Entries provided:
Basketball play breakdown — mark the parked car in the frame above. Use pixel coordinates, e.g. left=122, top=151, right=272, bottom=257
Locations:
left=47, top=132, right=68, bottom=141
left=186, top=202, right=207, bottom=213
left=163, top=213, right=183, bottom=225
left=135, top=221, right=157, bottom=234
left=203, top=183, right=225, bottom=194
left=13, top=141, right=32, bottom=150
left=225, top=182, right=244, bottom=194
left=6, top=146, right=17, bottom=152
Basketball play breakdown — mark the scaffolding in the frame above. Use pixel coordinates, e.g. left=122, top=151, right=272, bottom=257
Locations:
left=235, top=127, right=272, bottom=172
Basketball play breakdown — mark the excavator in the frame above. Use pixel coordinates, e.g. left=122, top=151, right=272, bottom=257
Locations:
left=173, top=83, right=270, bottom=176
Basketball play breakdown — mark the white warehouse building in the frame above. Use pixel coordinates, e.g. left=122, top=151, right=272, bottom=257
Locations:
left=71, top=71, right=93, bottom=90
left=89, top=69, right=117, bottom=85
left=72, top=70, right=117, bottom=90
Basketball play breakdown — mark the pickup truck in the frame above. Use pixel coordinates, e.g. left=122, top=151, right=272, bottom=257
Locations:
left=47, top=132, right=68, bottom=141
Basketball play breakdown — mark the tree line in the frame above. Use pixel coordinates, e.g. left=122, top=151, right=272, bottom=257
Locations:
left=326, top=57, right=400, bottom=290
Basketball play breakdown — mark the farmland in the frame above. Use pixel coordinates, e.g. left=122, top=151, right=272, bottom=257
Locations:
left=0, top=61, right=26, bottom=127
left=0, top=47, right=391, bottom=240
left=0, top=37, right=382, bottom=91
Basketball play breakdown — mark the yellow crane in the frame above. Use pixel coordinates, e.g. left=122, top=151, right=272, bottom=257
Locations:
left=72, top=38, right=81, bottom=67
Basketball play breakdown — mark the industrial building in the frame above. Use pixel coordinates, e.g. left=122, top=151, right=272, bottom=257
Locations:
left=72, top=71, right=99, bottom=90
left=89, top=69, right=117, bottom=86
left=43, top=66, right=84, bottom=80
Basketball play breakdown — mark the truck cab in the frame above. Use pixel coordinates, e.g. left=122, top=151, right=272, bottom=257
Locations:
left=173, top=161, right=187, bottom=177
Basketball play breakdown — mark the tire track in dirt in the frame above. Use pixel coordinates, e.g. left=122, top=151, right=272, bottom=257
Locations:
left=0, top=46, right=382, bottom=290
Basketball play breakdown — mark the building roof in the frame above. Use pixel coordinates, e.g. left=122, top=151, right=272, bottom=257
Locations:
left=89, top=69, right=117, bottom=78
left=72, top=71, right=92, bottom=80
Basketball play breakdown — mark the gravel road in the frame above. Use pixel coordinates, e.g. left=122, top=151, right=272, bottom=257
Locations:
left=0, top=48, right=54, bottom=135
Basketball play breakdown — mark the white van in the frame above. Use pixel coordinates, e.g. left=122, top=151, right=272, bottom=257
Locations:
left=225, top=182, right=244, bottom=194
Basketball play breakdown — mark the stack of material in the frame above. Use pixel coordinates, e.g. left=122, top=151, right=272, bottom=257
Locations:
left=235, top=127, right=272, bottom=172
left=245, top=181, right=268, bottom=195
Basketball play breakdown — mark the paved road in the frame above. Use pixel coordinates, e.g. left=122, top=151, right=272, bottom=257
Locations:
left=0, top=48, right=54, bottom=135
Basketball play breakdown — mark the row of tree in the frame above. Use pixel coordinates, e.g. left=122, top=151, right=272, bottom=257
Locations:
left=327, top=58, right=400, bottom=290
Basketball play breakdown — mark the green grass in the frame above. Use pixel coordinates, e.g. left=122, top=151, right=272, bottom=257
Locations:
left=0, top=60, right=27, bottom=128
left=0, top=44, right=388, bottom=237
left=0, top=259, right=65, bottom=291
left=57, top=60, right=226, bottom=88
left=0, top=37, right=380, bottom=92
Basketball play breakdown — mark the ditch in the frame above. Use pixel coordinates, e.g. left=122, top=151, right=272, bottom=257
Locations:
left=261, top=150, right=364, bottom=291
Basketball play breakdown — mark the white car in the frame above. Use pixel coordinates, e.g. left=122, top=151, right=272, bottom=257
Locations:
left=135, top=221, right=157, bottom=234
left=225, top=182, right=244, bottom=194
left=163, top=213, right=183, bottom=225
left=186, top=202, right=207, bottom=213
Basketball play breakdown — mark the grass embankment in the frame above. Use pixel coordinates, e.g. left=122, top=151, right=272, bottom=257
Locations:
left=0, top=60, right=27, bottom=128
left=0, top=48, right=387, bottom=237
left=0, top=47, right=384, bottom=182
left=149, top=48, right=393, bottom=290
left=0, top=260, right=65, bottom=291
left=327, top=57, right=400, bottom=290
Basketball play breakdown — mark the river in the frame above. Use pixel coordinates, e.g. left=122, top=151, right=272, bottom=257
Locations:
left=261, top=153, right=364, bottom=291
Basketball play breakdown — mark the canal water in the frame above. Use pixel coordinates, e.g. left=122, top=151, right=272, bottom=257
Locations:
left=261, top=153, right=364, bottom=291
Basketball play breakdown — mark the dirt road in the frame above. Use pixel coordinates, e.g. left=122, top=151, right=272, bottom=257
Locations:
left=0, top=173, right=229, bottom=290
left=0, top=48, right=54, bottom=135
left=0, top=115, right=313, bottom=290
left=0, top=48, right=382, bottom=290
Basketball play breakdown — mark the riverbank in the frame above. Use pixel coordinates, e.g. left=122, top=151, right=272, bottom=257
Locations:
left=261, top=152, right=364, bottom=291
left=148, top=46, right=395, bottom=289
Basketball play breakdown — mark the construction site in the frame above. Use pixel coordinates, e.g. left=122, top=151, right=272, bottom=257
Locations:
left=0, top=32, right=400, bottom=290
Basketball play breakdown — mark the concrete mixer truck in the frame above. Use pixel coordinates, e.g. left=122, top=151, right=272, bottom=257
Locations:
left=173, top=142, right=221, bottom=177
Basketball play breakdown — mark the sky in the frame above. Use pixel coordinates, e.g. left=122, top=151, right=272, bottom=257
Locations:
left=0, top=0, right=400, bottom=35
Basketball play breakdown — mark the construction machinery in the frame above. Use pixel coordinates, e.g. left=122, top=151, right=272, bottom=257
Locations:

Directions for this task: Please copy all of the records above, reproducing every line without any change.

Result for this exercise:
Basketball play breakdown — mark the parked car in the frame above. Use pixel coordinates, e.g. left=122, top=151, right=272, bottom=257
Locations:
left=47, top=132, right=68, bottom=141
left=186, top=202, right=207, bottom=213
left=163, top=213, right=183, bottom=225
left=135, top=221, right=157, bottom=234
left=203, top=183, right=225, bottom=194
left=13, top=141, right=32, bottom=150
left=225, top=182, right=244, bottom=194
left=6, top=146, right=17, bottom=152
Basketball play breakdown — mark the scaffolding in the frame above. Use pixel coordinates, e.g. left=122, top=151, right=272, bottom=257
Locations:
left=235, top=127, right=272, bottom=172
Basketball play breakdown — mark the excavator in the frame above. Use pixel coordinates, e.g. left=122, top=151, right=272, bottom=257
Locations:
left=173, top=83, right=270, bottom=176
Basketball play breakdown — mark the white warehouse building in the frame above. Use pixel coordinates, e.g. left=122, top=151, right=272, bottom=257
Locations:
left=71, top=71, right=93, bottom=90
left=89, top=69, right=117, bottom=85
left=72, top=70, right=117, bottom=90
Basketball play breakdown — mark the pickup truck in the frame above. Use pixel coordinates, e.g. left=122, top=151, right=272, bottom=257
Locations:
left=47, top=132, right=68, bottom=141
Basketball play breakdown — mark the tree line in the frame above. Use pixel coordinates, e.g. left=122, top=151, right=272, bottom=257
Locations:
left=326, top=57, right=400, bottom=290
Basketball play breakdown — mark the farmland in the frame above. Use pixel coordinates, e.g. left=122, top=151, right=272, bottom=257
Locations:
left=0, top=61, right=26, bottom=127
left=0, top=47, right=391, bottom=240
left=0, top=37, right=382, bottom=91
Basketball play breakdown — mark the yellow crane in the frame above. Use pixel coordinates, e.g. left=122, top=151, right=272, bottom=257
Locations:
left=72, top=38, right=81, bottom=67
Basketball play breakdown — mark the industrial building in the frame above. Use pixel coordinates, e.g. left=122, top=151, right=272, bottom=257
Locations:
left=72, top=71, right=99, bottom=90
left=89, top=69, right=117, bottom=86
left=43, top=66, right=84, bottom=80
Basketball play breakdown — mark the truck cab in the frame above. Use pixel coordinates, e.g. left=122, top=151, right=272, bottom=257
Locations:
left=173, top=161, right=187, bottom=177
Basketball play breakdown — mark the tire track in dirt in the frame above. Use pixel coordinates, e.g. left=122, top=151, right=272, bottom=257
Locations:
left=0, top=46, right=382, bottom=290
Basketball play breakdown — mark the building roof in the frame above. Use pixel coordinates, e.g. left=122, top=151, right=272, bottom=257
Locations:
left=89, top=69, right=117, bottom=78
left=72, top=71, right=92, bottom=80
Basketball play breakdown — mark the gravel road in the frame above. Use pixel coordinates, e.g. left=122, top=151, right=272, bottom=257
Locations:
left=0, top=48, right=54, bottom=135
Basketball play breakdown — mark the white van in the frame above. Use pixel coordinates, e.g. left=122, top=151, right=272, bottom=257
Locations:
left=225, top=182, right=244, bottom=194
Basketball play breakdown — mark the stack of material in the frame above. Use pixel coordinates, e.g. left=122, top=151, right=272, bottom=257
Locations:
left=235, top=127, right=272, bottom=172
left=245, top=181, right=268, bottom=195
Basketball play breakdown — mark the paved road in the frame above. Use pixel coordinates, e.g. left=122, top=151, right=272, bottom=257
Locations:
left=0, top=48, right=54, bottom=135
Basketball play breakdown — mark the row of tree in the frame above. Use pixel coordinates, e.g. left=122, top=151, right=272, bottom=257
Locations:
left=327, top=58, right=400, bottom=290
Basketball play breakdown — mark the green grass in the frame above. Use pixel coordinates, e.g. left=122, top=151, right=272, bottom=257
Locations:
left=0, top=60, right=27, bottom=128
left=0, top=44, right=388, bottom=237
left=0, top=259, right=65, bottom=291
left=57, top=60, right=226, bottom=88
left=0, top=37, right=380, bottom=92
Basketball play breakdown — mark the ditch in the frame above. Use pixel coordinates, e.g. left=122, top=151, right=272, bottom=257
Locations:
left=261, top=150, right=364, bottom=291
Basketball play breakdown — mark the white car in the frame above. Use pixel coordinates, e.g. left=122, top=151, right=272, bottom=257
Locations:
left=135, top=221, right=157, bottom=234
left=225, top=182, right=244, bottom=194
left=163, top=213, right=183, bottom=225
left=186, top=202, right=207, bottom=213
Basketball play breakdown — mark the grass embankment in the frame above. Use pixel coordinates, e.g. left=122, top=151, right=272, bottom=257
Locations:
left=0, top=60, right=27, bottom=128
left=0, top=48, right=387, bottom=237
left=0, top=47, right=384, bottom=182
left=149, top=48, right=393, bottom=290
left=0, top=260, right=65, bottom=291
left=327, top=57, right=400, bottom=290
Basketball play breakdown — mark the river in the frame above. Use pixel coordinates, e.g. left=122, top=151, right=272, bottom=257
Locations:
left=261, top=153, right=364, bottom=291
Basketball play breakdown — mark the canal water in the frame above. Use pixel coordinates, e.g. left=122, top=151, right=272, bottom=257
Locations:
left=261, top=153, right=364, bottom=291
Basketball play breakdown — mark the dirt road in the frame above. Use pixel coordinates, e.g. left=122, top=151, right=272, bottom=257
Locations:
left=0, top=173, right=229, bottom=290
left=0, top=48, right=54, bottom=135
left=0, top=115, right=313, bottom=290
left=0, top=48, right=382, bottom=290
Basketball play breakdown — mark the riverbank in the frame above. Use pixel coordinates, e.g. left=122, top=151, right=272, bottom=257
Locations:
left=261, top=152, right=364, bottom=291
left=148, top=46, right=395, bottom=289
Basketball play breakdown — mark the construction site in the frame above. Use pixel coordinates, e.g. left=122, top=151, right=272, bottom=257
Locations:
left=0, top=32, right=400, bottom=290
Basketball play breakdown — mark the concrete mixer truck in the frame above. Use pixel coordinates, e.g. left=122, top=151, right=272, bottom=257
Locations:
left=173, top=142, right=221, bottom=177
Basketball play breakdown — mark the sky in the frame above. Use pixel coordinates, e.g. left=122, top=151, right=272, bottom=257
Locations:
left=0, top=0, right=400, bottom=35
Basketball play breakdown — mark the construction machinery in the frame above. Use pixel coordinates, e.g. left=122, top=151, right=272, bottom=257
Locations:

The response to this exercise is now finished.